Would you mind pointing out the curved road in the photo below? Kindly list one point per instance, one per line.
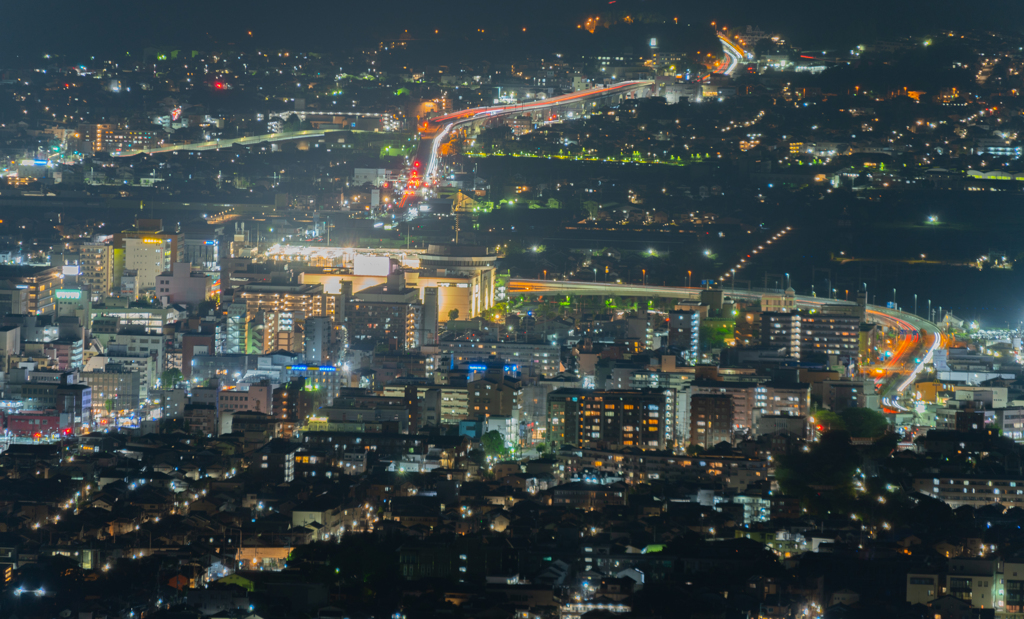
(424, 168)
(908, 326)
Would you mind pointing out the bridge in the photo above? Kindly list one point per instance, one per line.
(435, 130)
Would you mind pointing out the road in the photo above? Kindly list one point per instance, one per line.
(434, 132)
(733, 52)
(214, 145)
(909, 329)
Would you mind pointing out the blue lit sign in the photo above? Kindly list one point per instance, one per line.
(312, 368)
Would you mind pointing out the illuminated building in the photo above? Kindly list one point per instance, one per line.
(39, 281)
(115, 137)
(464, 276)
(151, 252)
(97, 269)
(614, 418)
(711, 419)
(390, 315)
(182, 285)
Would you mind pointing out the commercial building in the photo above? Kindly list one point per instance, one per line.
(116, 137)
(114, 388)
(751, 400)
(832, 334)
(684, 333)
(326, 381)
(96, 270)
(389, 315)
(781, 330)
(40, 283)
(534, 359)
(639, 466)
(151, 252)
(182, 285)
(841, 395)
(975, 491)
(711, 419)
(641, 418)
(464, 276)
(13, 298)
(304, 299)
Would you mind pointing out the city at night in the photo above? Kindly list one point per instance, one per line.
(588, 310)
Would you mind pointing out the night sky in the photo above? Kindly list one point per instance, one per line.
(110, 27)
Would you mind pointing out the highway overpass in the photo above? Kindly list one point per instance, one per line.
(908, 326)
(215, 145)
(435, 130)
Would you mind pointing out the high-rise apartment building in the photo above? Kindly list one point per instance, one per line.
(684, 333)
(781, 330)
(711, 419)
(640, 418)
(96, 269)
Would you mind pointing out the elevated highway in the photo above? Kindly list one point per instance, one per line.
(434, 132)
(912, 330)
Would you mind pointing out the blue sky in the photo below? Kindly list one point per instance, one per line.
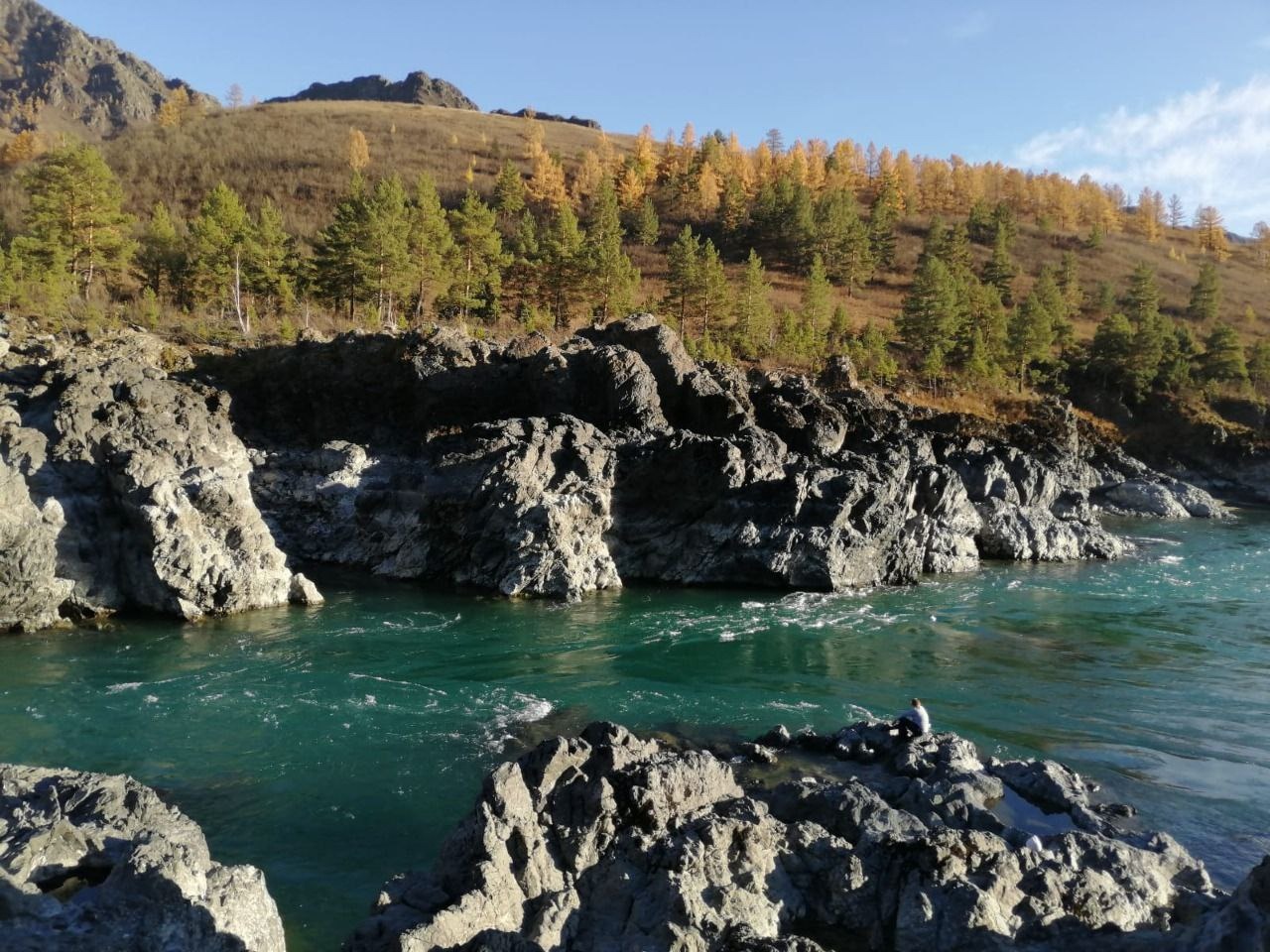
(1175, 95)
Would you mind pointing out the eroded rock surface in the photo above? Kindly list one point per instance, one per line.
(125, 488)
(93, 862)
(607, 842)
(135, 476)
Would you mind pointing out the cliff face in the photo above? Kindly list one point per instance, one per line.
(418, 87)
(607, 841)
(54, 75)
(139, 477)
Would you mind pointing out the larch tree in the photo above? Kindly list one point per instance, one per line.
(1210, 232)
(75, 216)
(358, 151)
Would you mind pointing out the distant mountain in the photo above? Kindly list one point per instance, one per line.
(417, 87)
(56, 77)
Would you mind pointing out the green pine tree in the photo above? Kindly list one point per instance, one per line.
(1206, 301)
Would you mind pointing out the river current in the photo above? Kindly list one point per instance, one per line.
(336, 747)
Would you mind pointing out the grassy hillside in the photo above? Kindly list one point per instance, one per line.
(298, 154)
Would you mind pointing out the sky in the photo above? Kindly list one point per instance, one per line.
(1169, 94)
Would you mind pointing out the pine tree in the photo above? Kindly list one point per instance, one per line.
(1000, 270)
(683, 264)
(712, 291)
(1142, 302)
(1030, 335)
(1111, 349)
(75, 217)
(271, 267)
(611, 277)
(389, 248)
(1223, 356)
(842, 239)
(431, 245)
(817, 306)
(509, 198)
(930, 312)
(562, 264)
(1259, 365)
(341, 272)
(479, 253)
(754, 326)
(647, 226)
(160, 258)
(222, 243)
(1206, 301)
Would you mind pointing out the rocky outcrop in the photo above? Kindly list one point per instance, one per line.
(136, 476)
(98, 862)
(417, 87)
(548, 117)
(56, 77)
(125, 488)
(607, 841)
(670, 470)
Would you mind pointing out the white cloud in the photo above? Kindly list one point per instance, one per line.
(970, 27)
(1210, 146)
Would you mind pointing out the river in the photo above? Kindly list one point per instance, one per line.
(336, 747)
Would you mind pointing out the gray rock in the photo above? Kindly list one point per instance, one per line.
(98, 862)
(607, 842)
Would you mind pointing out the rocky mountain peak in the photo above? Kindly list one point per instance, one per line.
(58, 77)
(418, 87)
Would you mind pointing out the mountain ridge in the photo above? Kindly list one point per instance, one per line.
(58, 77)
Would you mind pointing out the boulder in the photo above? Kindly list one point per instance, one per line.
(99, 862)
(607, 842)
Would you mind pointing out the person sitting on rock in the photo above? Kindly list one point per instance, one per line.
(913, 722)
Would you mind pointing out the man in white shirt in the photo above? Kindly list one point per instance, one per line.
(913, 722)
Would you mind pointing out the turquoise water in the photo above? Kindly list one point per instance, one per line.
(336, 747)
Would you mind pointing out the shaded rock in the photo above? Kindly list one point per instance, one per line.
(98, 862)
(607, 842)
(417, 87)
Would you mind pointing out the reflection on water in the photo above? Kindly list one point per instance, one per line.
(336, 747)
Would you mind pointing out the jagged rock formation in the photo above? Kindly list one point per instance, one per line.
(98, 862)
(125, 488)
(606, 841)
(55, 76)
(134, 477)
(418, 87)
(548, 117)
(545, 470)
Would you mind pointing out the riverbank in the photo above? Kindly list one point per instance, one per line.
(305, 742)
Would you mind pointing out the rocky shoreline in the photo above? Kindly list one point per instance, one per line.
(853, 841)
(608, 841)
(94, 864)
(135, 475)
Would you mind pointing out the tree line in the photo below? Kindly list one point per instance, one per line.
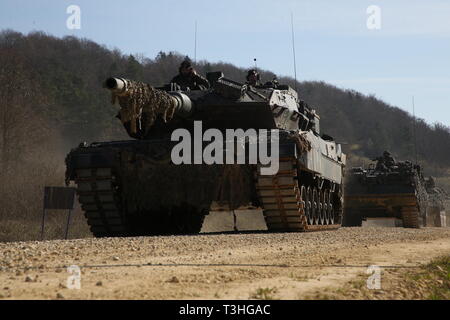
# # #
**AIM OF THE EXERCISE**:
Skip every picture, and give the rest of the material above again exactly.

**RESULT OF THIS TASK**:
Would you mind pointing out the curved road in the photo below? Kindly list one point per instance, one per line.
(424, 168)
(908, 326)
Would you mind pointing out the bridge in the photo above? Kindly list one point per instance, one per line.
(435, 130)
Would you mind pointing out the road in the photo above? Kindly list one point per instance, one per line.
(434, 132)
(733, 52)
(214, 145)
(909, 329)
Would you mind pointing out the blue lit sign in the photo above? Kindly list one point per instance, one per line.
(312, 368)
Would you mind pointing out the illuminated building in the photo above? Kindly list one point per instance, one per line.
(39, 281)
(115, 137)
(464, 276)
(151, 252)
(97, 269)
(614, 418)
(711, 419)
(390, 315)
(182, 285)
Would you mind pointing out the commercial building in the photo above? Kindly list one point per instance, one per line.
(116, 137)
(114, 388)
(751, 400)
(832, 334)
(684, 333)
(326, 381)
(96, 270)
(389, 315)
(781, 330)
(40, 283)
(534, 359)
(639, 466)
(151, 252)
(182, 285)
(841, 395)
(975, 491)
(711, 419)
(641, 418)
(464, 276)
(13, 298)
(304, 299)
Would you mind pointing out the city at night in the photo above? Kindly list one point per instance, one per line.
(588, 310)
Would you mind pointing out the night sky in the photo above? Kindly list one point per instance, one per line.
(110, 27)
Would you mind pointing out the highway overpass in the photo above? Kindly list one point per instance, one per line.
(908, 326)
(215, 145)
(435, 130)
Would you mind pointing out the high-rise apartment building in the photo above? Kindly list one point per instance, one per line.
(684, 333)
(781, 330)
(711, 419)
(640, 418)
(96, 269)
Would you mind pointing out the elevated highway in the photo above? Kindly list one point per instance, one per line.
(434, 132)
(912, 330)
Would you mind pointing out the blue sky in the photo below? Kindly list one point per instance, one per line.
(1175, 95)
Would you mind pointing out the eroded rock surface in the photo above? Kindly list one point per instance, one per line.
(125, 488)
(93, 862)
(607, 842)
(135, 476)
Would you mind pointing out the cliff face in the photo above? Kindly list one point per instance, one per line.
(418, 87)
(607, 841)
(54, 75)
(139, 477)
Would you mind pointing out the larch tree in the photo above? Kindly list one point per instance, one per line.
(1210, 232)
(75, 216)
(358, 151)
Would you mind pointing out the distant mountain in the photo above? Kindly list one point per instance, one per line.
(417, 87)
(56, 77)
Would you mind pointing out the green pine tree in the photo above? Kindly list one point per instance, one per line.
(1206, 301)
Would you mind pointing out the river current in the photo above? Kindly list one point per instance, one per line.
(336, 747)
Would you mind pointing out the grassy hillside in the photo above? Kindly list one point per instance, one per line.
(298, 154)
Would you mind pointing out the sky in the photo above? Kindly list one point per instance, one per line.
(1169, 94)
Would you mind pointing out the pine tree in the photo above? Kindly list one point per instance, one per line.
(1000, 270)
(683, 264)
(712, 291)
(1142, 302)
(1030, 335)
(1111, 349)
(75, 217)
(271, 267)
(611, 277)
(389, 248)
(1223, 356)
(842, 239)
(431, 245)
(817, 306)
(509, 198)
(930, 312)
(562, 264)
(1259, 365)
(341, 272)
(479, 253)
(754, 326)
(647, 226)
(160, 258)
(222, 243)
(1206, 301)
Would you mind pointing out the rocky outcrop in the photo above? Kindly list one point per instance, one per line.
(136, 476)
(98, 862)
(417, 87)
(548, 117)
(56, 77)
(125, 488)
(607, 841)
(670, 470)
Would you mind pointing out the white cloud in the photo above? Kindly list one point per instance, one per line.
(970, 27)
(1210, 146)
Would you mind pointing out the river in the photo above? Kindly list one point per instance, one per line.
(336, 747)
Would you mind pointing out the gray rock in the photo above? Kindly list one point per instance, one per line.
(98, 862)
(607, 842)
Would you mind pointing out the rocky mountain peak in the photo above? Kindly list one point per instance, one per line.
(58, 77)
(418, 87)
Would you mind pointing out the mountain ridge in the photo above? Kindly list one point per instance, one per line.
(58, 77)
Would you mind pointing out the boulder in the photo above? Kindly list one point per instance, one per line.
(99, 862)
(607, 842)
Would you mind pointing out the person sitting on rock in the photo above? Kindly list one point per instance, one per line.
(913, 722)
Would you mind pointing out the man in white shirt in the photo above? Kindly list one point per instance, one per line.
(913, 722)
Would you mind pointing out the turquoise water in the photo above? Kindly list one point per instance, one per line.
(336, 747)
Would you mind pointing out the shaded rock in the photo above? Kindly list one point per instance, one per line.
(98, 862)
(607, 842)
(417, 87)
Would you mind pointing out the reflection on water in the photo above? Kindly list one point per instance, one per line.
(336, 747)
Would you mind pointing out the jagged rock formation in the photo above? Kindly list one point per instance, one per line.
(98, 862)
(125, 488)
(606, 841)
(55, 76)
(134, 477)
(418, 87)
(548, 117)
(545, 470)
Would you mind pointing out the riverbank in the photo above? Kindly list one point per instance, one per line.
(305, 742)
Would you mind pointing out the rocky shoreline in the photo above? Kindly list one point per instance, one per line.
(853, 841)
(608, 841)
(94, 864)
(135, 475)
Would you mind pointing out the tree line in the photo below? Kindly list one point per instance, one per line.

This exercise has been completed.